◆ EXERCISE PASSAGE ◆

This is not to say, of course, that the story is entirely lacking in action. A couple of battles with demons and one abduction in the night enliven things, but overall the book is more about tying up looses ends than introducing new conflict.
Plotwise, The Gypsy Morph is simple: following the events of The Elves of Cintra, the various, scattered characters begin moving toward each other, all following the reappearance of Hawk, who has returned from his sojourn in the gardens of the King of the Silver River aware of his true identity and newfound power but painfully ignorant as to his role, other than a vague sense of where to lead his followers. Some of the action occurs off-camera, so to speak, as the author struggles to bring every different plotline to its conclusion.
Hawk, the eponymous gypsy morph, is a particularly impotent character in this novel. The first half of the trilogy seemed to be setting him up to be a leader of some note, but once revealed as the gypsy morph, quite the opposite happened. Hawk began as a divinely-inspired yet practical chieftain for his followers, a Moses for his own time, destined to lead his Ghosts and anyone who chose to join them to the promised land. After discovering that he was at least partially a creature of magic, Hawk came back as a mere bloodhound, guiding the survivors instinctually, in fact but not in spirit, to a destination even he could not envision. Ironically, Mr. Brooks spent more time exploring the internal dialogues of supporting characters than he did Hawk. A potentially great fantasy protagonist went from complex character to vehicle for deus ex machina -- which, of course, is exactly where this story has been heading all along.

◆ EXERCISE DATA ◆
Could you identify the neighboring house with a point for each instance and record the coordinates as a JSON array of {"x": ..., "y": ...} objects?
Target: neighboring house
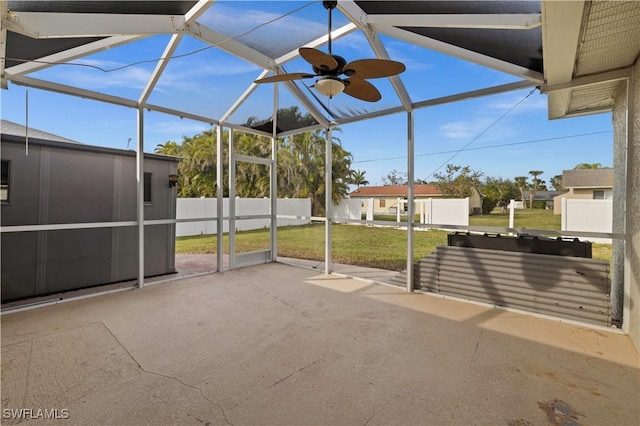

◆ ASSIGNED TASK A ◆
Can you reproduce the part of the review of The Gypsy Morph that begins at the words "This is not" and stops after the words "introducing new conflict.", keeping every word and mark unchanged?
◆ ASSIGNED TASK B ◆
Can you pick up the review of The Gypsy Morph after its last sentence and carry it on?

◆ RESULT A ◆
This is not to say, of course, that the story is entirely lacking in action. A couple of battles with demons and one abduction in the night enliven things, but overall the book is more about tying up looses ends than introducing new conflict.

◆ RESULT B ◆
Hawk's character is representative of the theme of faith that is inherent to the work of Terry Brooks. Just as Brooks has always refused to delve into the mechanics of his system of magic and the world of fairy from which it derives, with Hawk he chooses not to explore the nature of his supernatural side farther than the simple declaration that Hawk is partly human, partly a being of elemental magic. Hawk himself knows no more than that. The fairies and the magic they represent are not characters in and of themselves as they are, essentially, in Robert Jordan's Wheel of Time, and the reader is left to take a lot on faith, much like Hawk's own band of doubtful followers.
Those hoping to see an overt connection to the Shannara future at the end of this trilogy may be disappointed, but looking back it could only have ended in the way that it does. The ending is one of the book's strengths and readers may be surprised by how it happens, but the fact that the story is well-bracketed with strong beginnings and endings does not make up for the mediocrity of its middle.
Needless to say, the span of time between the end of this story and the beginnings of the world of Shannara we know and love will prove an immense and fertile ground for sequels to Genesis.